Object position labeling entries
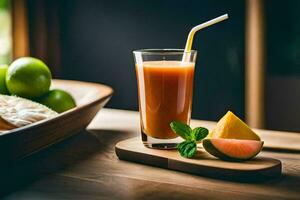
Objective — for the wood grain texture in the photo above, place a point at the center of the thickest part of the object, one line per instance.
(22, 141)
(86, 167)
(258, 169)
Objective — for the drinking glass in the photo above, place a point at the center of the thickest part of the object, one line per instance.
(165, 89)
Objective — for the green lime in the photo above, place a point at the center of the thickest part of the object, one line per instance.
(58, 100)
(28, 77)
(3, 70)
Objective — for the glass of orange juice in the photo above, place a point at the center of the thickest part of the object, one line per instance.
(165, 90)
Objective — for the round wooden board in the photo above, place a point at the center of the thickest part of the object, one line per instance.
(258, 169)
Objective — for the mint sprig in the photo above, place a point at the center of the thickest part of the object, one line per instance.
(188, 148)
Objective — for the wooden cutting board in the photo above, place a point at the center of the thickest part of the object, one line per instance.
(258, 169)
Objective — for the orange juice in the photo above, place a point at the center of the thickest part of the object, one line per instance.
(165, 95)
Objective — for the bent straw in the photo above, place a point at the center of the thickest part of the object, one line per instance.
(190, 38)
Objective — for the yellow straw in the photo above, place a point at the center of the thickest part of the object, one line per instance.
(189, 41)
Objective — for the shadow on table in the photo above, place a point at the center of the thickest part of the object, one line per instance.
(74, 149)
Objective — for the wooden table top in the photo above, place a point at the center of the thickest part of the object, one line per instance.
(86, 167)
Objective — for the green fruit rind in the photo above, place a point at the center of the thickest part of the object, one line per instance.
(58, 100)
(28, 77)
(217, 152)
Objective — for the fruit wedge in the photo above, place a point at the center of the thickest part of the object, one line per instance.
(231, 127)
(232, 149)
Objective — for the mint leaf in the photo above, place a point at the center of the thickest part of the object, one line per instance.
(187, 148)
(181, 129)
(199, 133)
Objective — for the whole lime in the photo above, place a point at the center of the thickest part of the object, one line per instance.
(58, 100)
(3, 70)
(28, 77)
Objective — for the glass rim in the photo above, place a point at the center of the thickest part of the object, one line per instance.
(163, 51)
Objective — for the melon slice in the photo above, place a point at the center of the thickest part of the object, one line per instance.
(232, 149)
(16, 112)
(231, 127)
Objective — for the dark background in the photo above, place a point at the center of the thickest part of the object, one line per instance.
(98, 38)
(95, 40)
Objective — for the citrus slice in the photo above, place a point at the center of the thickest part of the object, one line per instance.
(231, 127)
(232, 149)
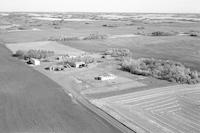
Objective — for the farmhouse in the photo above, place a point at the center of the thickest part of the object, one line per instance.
(79, 64)
(105, 76)
(56, 68)
(33, 61)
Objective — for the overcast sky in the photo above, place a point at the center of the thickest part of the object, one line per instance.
(158, 6)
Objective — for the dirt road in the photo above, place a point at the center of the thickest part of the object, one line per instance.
(30, 102)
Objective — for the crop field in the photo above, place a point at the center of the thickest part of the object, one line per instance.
(146, 104)
(44, 45)
(162, 110)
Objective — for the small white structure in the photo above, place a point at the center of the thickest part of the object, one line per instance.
(105, 76)
(77, 64)
(34, 61)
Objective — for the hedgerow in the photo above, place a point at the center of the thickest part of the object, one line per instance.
(161, 69)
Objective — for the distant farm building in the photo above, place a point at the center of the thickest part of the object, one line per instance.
(56, 68)
(105, 76)
(33, 61)
(77, 64)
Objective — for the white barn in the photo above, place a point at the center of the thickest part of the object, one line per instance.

• DIRECTIONS FOR THIS TASK
Reproduce the listing word for word and omit its pictures.

• RESPONSE TO THE EXERCISE
Objective — for the wood grain texture in the photo above, place a point at the center of the thickest part of the object, one line per instance.
(22, 141)
(86, 167)
(258, 169)
Objective — for the drinking glass in the photo above, place a point at the center of the thickest part of the object, one line per instance.
(165, 89)
Objective — for the green lime in the photo above, place a point at the center of the thickest part of the object, one line per instance.
(58, 100)
(28, 77)
(3, 70)
Objective — for the glass of orange juice in the photo above, place a point at the center of the thickest part of the object, one line per instance.
(165, 90)
Objective — for the round wooden board in the photo above, place a point at the center of the thickest part of the object, one line per instance.
(258, 169)
Objective — for the mint sprig in the photo above, place a point at the center of the thickest part of the object, one line per instance.
(188, 148)
Objective — for the wooden cutting board in the photo above, place a point at the center of the thickest part of the object, one line per instance.
(258, 169)
Objective — for the orange juice in the photo above, place a point at the center of the thickest part of the object, one line per instance.
(165, 95)
Objective — for the bent straw in the photo above, place a point at the center of the thickest part of the object, one line per instance.
(190, 38)
Objective — for the yellow straw in the photo above, place a point at the center of the thickest part of the object, one line per instance.
(189, 41)
Objective — for the shadow on table in the photo above, place a point at the center of the thickest part of the object, one line per instance.
(74, 149)
Objective — for the wooden table top in the photo above, place a point at the center of the thickest part of the object, one line per instance.
(86, 167)
Objective — for the green fruit rind in the photo above, place a point at the center of the thickest part of the object, one line per instance.
(58, 100)
(28, 77)
(217, 152)
Objective — for the fruit wedge in the photo above, place a point at the center of the thickest part of the object, one line per instance.
(231, 127)
(232, 149)
Objective — for the mint leaf in the photo above, place a point at the center of the thickest part of the object, one line per instance.
(187, 148)
(181, 129)
(199, 133)
Objective — for the whole lime in the photo above, place a point at the center of the thickest part of the object, one line per instance.
(58, 100)
(3, 70)
(28, 77)
Objective — for the glass rim in the photo above, place a point at the center of the thickest part of the object, one line per instance.
(163, 51)
Objective — for the melon slice in the photo above, place a point at the center of the thickest part of the object, one line per instance.
(232, 149)
(16, 112)
(231, 127)
Objective — for the dark background in the photo above, place a point at the center of the thickest part of the object, one line per instance.
(98, 38)
(95, 40)
Objective — for the citrus slice in the photo above, place a point at the center of the thickest part of the object, one line per instance.
(231, 127)
(232, 149)
Objective — for the farmhouse in the photo above, place a point at the center of the thickest part of the object, one line per instance.
(79, 64)
(105, 76)
(56, 68)
(33, 61)
Objective — for the overcast sky in the photo above, place a point at the center of the thickest part of the object, one line per instance.
(158, 6)
Objective — for the dirt road in the photo above, place a point at the center of the thickest part of the object, one line per instance.
(30, 102)
Objective — for the crop field in the photo above, place a point at the center of the thickest part of the object, one line per instance.
(146, 104)
(44, 45)
(162, 110)
Objective — for the small white structure in the photo above, place a point at the center of the thickest part of the object, one line per instance.
(105, 76)
(77, 64)
(34, 61)
Objective — for the hedgerow in the photo above, place a point at the center of the thickest part of the object, one line per instance.
(161, 69)
Objective — for the distant farm building in the photo above, place a point at the center of the thickest part of the object, one line per instance.
(56, 68)
(105, 76)
(33, 61)
(77, 64)
Objective — for the white barn in the photo above, place a point at the center of the thickest part of the object, one line per instance.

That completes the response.